Reproduce every one of the records below line for line, without altering a single character.

## START DATASET ROWS

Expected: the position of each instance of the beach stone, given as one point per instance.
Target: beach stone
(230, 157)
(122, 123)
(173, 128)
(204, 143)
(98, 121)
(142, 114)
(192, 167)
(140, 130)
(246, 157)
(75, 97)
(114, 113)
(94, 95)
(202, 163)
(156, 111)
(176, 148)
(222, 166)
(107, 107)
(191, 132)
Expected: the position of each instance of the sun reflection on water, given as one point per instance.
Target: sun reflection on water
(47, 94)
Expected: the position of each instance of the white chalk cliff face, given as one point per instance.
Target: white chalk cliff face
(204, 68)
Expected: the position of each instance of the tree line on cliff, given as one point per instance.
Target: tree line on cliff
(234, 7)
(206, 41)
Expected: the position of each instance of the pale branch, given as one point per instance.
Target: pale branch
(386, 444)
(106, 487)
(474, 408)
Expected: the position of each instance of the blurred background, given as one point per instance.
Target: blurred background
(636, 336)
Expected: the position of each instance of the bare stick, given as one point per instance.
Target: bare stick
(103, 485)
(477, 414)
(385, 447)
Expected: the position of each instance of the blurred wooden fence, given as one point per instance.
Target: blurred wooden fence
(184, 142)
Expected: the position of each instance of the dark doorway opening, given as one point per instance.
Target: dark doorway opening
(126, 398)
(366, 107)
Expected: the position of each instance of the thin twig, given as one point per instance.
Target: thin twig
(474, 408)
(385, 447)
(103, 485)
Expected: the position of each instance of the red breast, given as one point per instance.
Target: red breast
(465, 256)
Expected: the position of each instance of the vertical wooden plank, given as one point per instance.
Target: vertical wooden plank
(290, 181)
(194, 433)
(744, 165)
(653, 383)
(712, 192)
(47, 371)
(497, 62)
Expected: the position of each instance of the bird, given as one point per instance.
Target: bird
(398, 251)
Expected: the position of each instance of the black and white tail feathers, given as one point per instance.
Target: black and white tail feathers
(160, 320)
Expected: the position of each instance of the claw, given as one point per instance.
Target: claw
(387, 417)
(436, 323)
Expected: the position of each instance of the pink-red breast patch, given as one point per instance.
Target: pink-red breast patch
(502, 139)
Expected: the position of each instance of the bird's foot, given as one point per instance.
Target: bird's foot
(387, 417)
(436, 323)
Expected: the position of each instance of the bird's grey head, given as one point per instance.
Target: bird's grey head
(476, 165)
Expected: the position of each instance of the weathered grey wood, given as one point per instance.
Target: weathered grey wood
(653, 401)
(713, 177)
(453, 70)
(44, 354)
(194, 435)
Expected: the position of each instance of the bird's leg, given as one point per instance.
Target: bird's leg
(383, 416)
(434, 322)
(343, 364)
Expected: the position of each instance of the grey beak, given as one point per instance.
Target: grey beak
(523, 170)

## END DATASET ROWS

**EXERCISE OUTPUT:**
Expected: the position of each instance of the beach stone, given as one point per instance.
Target: beach stone
(230, 157)
(122, 123)
(173, 128)
(204, 143)
(98, 121)
(142, 114)
(192, 167)
(140, 130)
(246, 157)
(75, 97)
(114, 113)
(94, 95)
(202, 163)
(156, 111)
(176, 148)
(222, 166)
(107, 107)
(191, 132)
Expected: the position of each instance of the sun reflection on water, given as one point per instance.
Target: sun reflection on water
(47, 94)
Expected: the position of each instance of the white chalk cliff face, given as one point per instance.
Target: white chalk cliff face
(204, 68)
Expected: the position of each instance of the tree line on cliff, given as one point per instance.
Target: tree line on cliff
(234, 7)
(206, 41)
Expected: the position of each instance of the pale branch, given as one point per instance.
Target: pale branch
(386, 444)
(106, 487)
(474, 408)
Expected: the position of each instance of the blurred background, given as one point per instance.
Target: blurred background
(636, 336)
Expected: the position of each instance of the bare stick, given as one point per instance.
Target: bare stick
(103, 485)
(477, 414)
(385, 447)
Expected: the position of each instance of the blurred wooden fence, given as one point per instance.
Target: blurred wooden fence
(184, 142)
Expected: the position of each instance of the dark doorway opening, given as one point per instance.
Target: dark doorway opening
(126, 398)
(366, 107)
Expected: the position of each instance of the thin twig, given as one point per instance.
Target: thin twig
(474, 408)
(385, 447)
(103, 485)
Expected: the position of each instance of the red breast, given as one point per instance.
Target: red breast
(465, 256)
Expected: the position of each instance of the vertical wooden plank, given as one point per instance.
Target: vertical wooden plank
(290, 181)
(194, 433)
(744, 165)
(653, 383)
(712, 192)
(47, 371)
(497, 62)
Expected: the position of each instance of the bird, given as one point per instance.
Target: bird
(398, 251)
Expected: the position of each instance of the black and white tail feathers, given as one point per instance.
Target: black and white tail feathers
(160, 320)
Expected: the position of each instance of the claw, given as one point per instance.
Target: claw
(387, 417)
(436, 323)
Expected: the position of each instance of the pink-red breast patch, given as one point per instance.
Target: pink-red breast patch
(502, 139)
Expected: the position of each instance of the bird's foot, given as one point per instance.
Target: bird's foot
(387, 417)
(436, 323)
Expected: the position of each instance of the bird's grey head, given as one point per instance.
Target: bird's grey head
(476, 165)
Expected: the position of each instance of the weathered grey wood, given as one point per instance.
Target: weathered grey wood
(653, 401)
(713, 177)
(453, 70)
(44, 354)
(194, 435)
Expected: the position of each instance of the bird's leg, given as one point per instance.
Target: bird's leg
(383, 416)
(434, 322)
(343, 364)
Expected: the position of each instance of the grey beak, given as one point per instance.
Target: grey beak
(523, 170)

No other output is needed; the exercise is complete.